Périodisation, repos et récupération
Nous y sommes. C’est à nouveau l’été, et l’entraînement en salle passe au second plan puisqu’il s’agit à présent de faire admirer ce que vous vous êtes efforcé à bâtir tout au long de l’année : vos muscles. Profiter du soleil à la plage ou dans un parc est une tentation à laquelle il est difficile de résister. Peut-être irez-vous aussi rendre visite à vos proches à la faveur des vacances. Les distractions sont légion et il est facile d’oublier les bonnes habitudes d’entraînement patiemment établies au fil des ans. Dans quelle mesure devez-vous céder à ces distractions ? Peut-on lâcher un peu de lest sachant qu’une dose de repos et de récupération peut s’avérer particulièrement bénéfique ?
Je crois que la plupart d’entre nous accepteront ce que beaucoup d’auteurs avancent depuis des années, à savoir que nos muscles ne se développent pas au cours de l’entraînement. Ils sont stimulés à la croissance à travers l’entraînement, mais ils suivent un processus de récupération et sont sujets à des réactions de surcompensation (en devenant plus volumineux ou plus forts) au cours de la phase de repos. Mais la question que tout le monde se pose est de savoir combien de récupération est nécessaire pour induire ces réactions.
Beaucoup suivent un entraînement qui inclut plusieurs séances hebdomadaires d’entraînement en résistance. S’il est probable que les gains en puissance soient sensiblement les mêmes lorsque l’on sollicite chaque muscle ou groupe musculaire une ou deux fois par semaine par rapport à une fréquence d’entraînement plus importante. Il est également logique et probable que les différences génétiques entre individus font que certaines personnes réagissent de façon favorable à une fréquence d’entraînement plus soutenue. Plusieurs auteurs ont préconisé le recours à un journal de suivi afin d’évaluer l’évolution de la force musculaire et des gains en volume afin d’établir une fréquence d’entraînement et des séances optimisées et personnalisées (1), mais cela ne répond toujours pas à la question de savoir quelle durée peut être raisonnablement consacrée à la récupération.

=-=-=-=-=

OBJECTIF:
Dans le texte sur la récupération musculaire, recopiez tout ce qui va de « Je crois que » jusqu'à « induire ces réactions. », en substituant « période de repos » à « phase de repos ». Appuyez-vous uniquement sur le texte ci-dessus.

DONNÉES FOURNIES:
=-=-=-=-=

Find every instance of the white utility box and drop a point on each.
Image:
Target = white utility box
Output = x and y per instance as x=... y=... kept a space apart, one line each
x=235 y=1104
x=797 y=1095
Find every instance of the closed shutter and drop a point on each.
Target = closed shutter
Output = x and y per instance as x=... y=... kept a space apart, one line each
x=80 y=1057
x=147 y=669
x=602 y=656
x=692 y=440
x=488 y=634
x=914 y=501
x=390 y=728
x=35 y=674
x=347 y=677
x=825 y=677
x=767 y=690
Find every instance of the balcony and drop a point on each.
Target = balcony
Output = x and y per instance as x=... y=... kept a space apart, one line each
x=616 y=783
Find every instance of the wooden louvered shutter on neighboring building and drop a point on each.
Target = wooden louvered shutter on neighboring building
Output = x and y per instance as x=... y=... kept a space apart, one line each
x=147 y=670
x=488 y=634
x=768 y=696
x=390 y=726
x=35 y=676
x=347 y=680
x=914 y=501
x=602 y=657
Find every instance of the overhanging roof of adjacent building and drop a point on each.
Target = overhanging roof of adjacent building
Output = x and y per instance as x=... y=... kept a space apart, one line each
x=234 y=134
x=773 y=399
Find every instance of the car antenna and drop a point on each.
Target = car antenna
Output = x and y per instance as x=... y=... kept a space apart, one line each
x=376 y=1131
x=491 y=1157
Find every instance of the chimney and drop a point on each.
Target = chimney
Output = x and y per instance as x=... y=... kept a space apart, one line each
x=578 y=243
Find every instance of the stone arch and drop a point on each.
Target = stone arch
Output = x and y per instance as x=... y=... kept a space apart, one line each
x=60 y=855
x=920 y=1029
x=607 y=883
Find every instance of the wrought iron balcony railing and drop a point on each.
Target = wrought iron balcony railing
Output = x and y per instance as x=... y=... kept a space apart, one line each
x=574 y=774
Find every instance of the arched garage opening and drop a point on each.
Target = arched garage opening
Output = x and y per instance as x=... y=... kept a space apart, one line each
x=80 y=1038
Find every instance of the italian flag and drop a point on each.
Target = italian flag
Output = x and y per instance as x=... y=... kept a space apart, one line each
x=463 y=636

=-=-=-=-=

RÉSULTAT:
Je crois que la plupart d’entre nous accepteront ce que beaucoup d’auteurs avancent depuis des années, à savoir que nos muscles ne se développent pas au cours de l’entraînement. Ils sont stimulés à la croissance à travers l’entraînement, mais ils suivent un processus de récupération et sont sujets à des réactions de surcompensation (en devenant plus volumineux ou plus forts) au cours de la période de repos. Mais la question que tout le monde se pose est de savoir combien de récupération est nécessaire pour induire ces réactions.